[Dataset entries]
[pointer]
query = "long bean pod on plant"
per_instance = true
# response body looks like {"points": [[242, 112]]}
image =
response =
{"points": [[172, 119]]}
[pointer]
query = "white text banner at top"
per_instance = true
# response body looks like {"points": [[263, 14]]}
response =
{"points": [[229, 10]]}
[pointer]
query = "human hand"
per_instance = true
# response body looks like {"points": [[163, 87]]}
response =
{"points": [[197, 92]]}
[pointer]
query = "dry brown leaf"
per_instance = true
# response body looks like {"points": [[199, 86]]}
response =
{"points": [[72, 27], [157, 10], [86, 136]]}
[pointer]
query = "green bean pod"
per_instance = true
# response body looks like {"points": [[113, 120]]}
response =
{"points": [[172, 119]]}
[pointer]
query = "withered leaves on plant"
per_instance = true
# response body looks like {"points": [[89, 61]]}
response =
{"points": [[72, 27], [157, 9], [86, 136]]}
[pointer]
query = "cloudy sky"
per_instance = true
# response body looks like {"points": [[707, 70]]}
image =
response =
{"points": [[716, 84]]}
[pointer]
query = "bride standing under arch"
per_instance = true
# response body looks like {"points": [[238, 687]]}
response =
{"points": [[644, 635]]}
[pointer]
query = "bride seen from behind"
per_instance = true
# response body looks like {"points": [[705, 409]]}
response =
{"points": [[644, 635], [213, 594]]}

* * *

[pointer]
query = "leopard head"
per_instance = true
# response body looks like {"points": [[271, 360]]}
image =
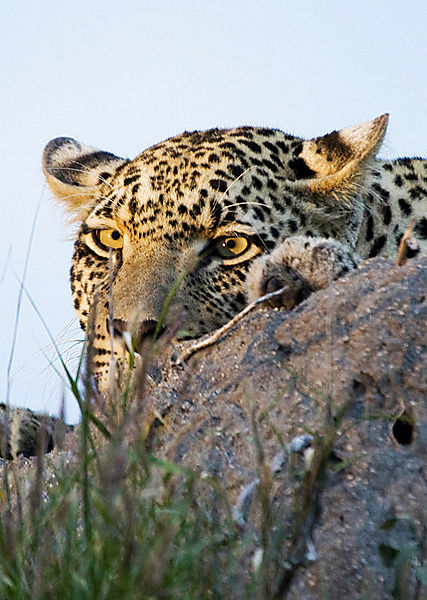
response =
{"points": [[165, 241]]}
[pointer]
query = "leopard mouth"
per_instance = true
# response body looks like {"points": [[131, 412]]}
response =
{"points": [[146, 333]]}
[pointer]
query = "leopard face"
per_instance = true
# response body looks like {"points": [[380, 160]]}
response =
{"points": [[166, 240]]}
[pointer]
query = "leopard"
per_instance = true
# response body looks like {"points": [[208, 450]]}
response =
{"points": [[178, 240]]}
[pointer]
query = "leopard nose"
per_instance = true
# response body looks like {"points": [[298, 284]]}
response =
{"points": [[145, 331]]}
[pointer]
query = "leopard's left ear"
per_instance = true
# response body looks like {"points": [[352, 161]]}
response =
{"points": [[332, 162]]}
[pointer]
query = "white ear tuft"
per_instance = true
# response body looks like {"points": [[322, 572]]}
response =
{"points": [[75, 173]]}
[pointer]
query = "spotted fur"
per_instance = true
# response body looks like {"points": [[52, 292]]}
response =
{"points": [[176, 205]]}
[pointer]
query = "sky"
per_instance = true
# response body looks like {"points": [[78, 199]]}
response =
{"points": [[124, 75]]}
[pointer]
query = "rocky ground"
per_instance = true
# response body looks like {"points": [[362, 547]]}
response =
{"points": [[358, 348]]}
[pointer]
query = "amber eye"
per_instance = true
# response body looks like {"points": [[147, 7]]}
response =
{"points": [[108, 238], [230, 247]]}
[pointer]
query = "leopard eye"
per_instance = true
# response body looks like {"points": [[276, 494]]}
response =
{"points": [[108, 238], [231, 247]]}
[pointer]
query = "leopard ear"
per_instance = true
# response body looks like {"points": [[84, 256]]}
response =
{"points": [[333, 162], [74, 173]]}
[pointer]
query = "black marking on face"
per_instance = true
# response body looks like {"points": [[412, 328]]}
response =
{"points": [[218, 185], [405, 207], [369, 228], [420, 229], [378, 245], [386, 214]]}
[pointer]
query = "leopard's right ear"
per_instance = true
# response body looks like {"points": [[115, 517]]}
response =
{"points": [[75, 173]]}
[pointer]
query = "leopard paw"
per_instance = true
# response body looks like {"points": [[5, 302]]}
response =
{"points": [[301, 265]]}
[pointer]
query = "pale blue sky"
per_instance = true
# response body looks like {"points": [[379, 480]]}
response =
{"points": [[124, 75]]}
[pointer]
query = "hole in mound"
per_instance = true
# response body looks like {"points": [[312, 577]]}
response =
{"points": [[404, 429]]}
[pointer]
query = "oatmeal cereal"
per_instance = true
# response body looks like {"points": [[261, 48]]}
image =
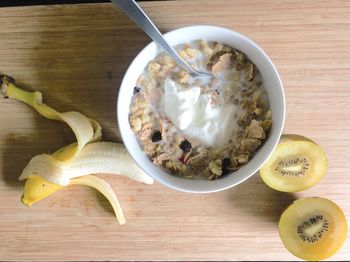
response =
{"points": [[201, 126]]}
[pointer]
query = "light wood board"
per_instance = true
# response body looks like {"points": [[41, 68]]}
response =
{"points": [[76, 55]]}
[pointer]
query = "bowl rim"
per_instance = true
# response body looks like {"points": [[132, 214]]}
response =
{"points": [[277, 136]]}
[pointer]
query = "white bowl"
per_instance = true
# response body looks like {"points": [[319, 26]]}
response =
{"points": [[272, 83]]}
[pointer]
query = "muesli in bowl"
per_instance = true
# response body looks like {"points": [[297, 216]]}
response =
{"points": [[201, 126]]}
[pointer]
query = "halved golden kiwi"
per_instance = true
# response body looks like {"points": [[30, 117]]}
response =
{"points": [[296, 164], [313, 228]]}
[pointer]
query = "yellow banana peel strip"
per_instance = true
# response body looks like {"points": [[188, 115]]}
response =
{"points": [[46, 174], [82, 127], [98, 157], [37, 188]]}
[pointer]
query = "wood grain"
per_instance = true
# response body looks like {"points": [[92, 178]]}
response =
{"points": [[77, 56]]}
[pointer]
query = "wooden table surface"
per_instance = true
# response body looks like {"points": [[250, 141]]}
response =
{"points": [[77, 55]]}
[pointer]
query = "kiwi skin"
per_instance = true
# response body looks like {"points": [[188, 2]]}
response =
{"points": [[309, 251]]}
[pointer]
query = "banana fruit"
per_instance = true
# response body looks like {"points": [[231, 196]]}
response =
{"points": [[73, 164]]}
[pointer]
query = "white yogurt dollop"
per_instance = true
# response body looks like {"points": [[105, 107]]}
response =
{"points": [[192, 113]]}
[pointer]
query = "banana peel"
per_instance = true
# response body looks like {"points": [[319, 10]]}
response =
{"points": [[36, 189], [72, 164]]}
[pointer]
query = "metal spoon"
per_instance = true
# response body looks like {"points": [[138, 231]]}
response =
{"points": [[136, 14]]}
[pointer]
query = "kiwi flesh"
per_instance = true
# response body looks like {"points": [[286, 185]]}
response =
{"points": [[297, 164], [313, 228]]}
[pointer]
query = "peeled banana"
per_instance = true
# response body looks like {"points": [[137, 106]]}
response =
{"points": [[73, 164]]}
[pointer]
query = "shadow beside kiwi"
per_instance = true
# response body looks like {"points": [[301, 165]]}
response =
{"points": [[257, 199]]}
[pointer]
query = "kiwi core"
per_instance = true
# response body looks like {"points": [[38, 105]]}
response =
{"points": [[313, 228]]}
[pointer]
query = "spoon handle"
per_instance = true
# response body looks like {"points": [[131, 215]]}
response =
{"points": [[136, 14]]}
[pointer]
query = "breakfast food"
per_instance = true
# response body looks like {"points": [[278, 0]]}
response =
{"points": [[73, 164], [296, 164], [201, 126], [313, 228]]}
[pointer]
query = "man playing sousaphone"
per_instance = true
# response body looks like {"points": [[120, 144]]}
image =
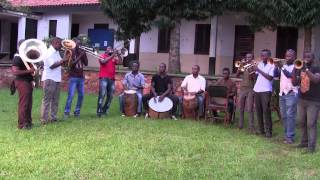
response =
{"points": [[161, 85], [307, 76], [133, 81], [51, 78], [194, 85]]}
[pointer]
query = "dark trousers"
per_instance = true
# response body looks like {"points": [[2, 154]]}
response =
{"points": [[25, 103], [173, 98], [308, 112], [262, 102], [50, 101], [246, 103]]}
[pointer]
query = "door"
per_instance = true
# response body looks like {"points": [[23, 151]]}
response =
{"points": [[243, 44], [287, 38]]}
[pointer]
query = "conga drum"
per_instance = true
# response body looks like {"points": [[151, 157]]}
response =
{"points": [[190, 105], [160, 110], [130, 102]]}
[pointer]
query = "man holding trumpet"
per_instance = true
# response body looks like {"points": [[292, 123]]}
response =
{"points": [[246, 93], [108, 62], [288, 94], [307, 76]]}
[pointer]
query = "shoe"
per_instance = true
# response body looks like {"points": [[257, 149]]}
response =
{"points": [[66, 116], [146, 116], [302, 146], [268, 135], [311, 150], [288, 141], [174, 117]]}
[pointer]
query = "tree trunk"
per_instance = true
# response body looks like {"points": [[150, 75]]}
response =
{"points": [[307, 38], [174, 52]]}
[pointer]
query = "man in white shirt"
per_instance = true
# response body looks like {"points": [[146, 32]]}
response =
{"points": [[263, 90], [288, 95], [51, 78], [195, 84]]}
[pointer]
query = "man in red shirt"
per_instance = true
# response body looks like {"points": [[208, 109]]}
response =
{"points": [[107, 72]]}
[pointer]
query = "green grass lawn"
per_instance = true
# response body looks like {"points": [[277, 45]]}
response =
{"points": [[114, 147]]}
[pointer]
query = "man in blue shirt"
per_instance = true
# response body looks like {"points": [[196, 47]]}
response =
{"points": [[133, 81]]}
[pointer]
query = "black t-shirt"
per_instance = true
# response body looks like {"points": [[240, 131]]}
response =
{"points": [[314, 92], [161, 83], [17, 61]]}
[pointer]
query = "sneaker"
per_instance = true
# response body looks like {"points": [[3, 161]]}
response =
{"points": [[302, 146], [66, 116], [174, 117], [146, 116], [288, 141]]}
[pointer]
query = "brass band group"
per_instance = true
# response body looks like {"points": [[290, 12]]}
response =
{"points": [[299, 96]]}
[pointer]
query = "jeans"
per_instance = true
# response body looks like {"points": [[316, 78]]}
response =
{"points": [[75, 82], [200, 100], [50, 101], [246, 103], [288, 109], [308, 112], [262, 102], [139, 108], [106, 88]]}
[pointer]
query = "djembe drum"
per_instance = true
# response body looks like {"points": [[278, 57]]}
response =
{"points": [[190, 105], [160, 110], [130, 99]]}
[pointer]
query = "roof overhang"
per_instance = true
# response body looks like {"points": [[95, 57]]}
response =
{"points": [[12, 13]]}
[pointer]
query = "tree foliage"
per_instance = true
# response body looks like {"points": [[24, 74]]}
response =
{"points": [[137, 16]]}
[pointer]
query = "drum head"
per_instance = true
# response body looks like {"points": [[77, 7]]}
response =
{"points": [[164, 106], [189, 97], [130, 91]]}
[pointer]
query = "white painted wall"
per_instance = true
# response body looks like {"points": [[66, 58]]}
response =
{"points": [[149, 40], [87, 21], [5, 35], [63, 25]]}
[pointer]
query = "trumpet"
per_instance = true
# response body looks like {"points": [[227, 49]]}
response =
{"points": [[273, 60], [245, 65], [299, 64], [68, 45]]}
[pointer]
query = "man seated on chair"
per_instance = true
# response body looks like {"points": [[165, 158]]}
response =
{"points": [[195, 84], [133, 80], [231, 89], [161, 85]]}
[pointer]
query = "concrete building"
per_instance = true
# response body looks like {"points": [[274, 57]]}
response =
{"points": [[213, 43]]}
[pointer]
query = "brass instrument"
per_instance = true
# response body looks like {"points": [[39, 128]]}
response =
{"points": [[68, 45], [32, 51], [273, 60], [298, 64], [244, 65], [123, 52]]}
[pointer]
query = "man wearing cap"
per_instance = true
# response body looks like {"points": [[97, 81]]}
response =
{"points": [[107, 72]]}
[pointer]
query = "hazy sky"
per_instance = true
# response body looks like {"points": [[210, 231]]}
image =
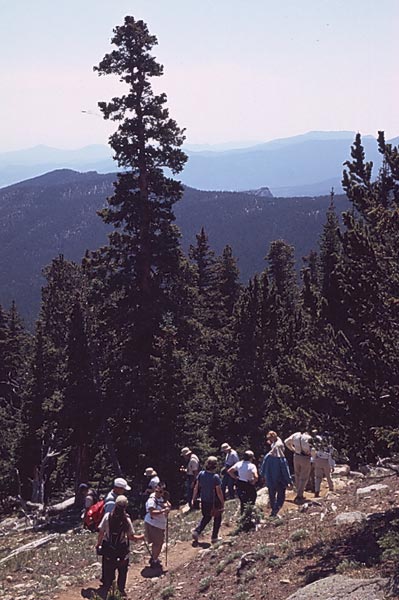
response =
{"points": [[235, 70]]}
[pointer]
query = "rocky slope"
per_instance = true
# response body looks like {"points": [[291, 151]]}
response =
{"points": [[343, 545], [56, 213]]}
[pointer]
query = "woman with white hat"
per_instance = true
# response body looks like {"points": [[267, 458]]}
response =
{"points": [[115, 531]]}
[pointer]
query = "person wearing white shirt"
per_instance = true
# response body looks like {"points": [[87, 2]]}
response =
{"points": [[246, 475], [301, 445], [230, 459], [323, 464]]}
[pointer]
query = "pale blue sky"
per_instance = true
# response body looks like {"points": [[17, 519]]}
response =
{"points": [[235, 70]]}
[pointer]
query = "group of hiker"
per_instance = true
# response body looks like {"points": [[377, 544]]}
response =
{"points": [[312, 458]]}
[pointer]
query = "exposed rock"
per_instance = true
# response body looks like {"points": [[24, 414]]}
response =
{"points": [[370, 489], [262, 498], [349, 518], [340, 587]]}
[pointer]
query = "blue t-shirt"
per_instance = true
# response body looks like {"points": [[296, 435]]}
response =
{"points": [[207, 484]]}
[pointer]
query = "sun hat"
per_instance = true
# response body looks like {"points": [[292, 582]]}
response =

# Given instruction:
Count the lines in the items that contain the word "white". Give only the number.

# Problem solution:
8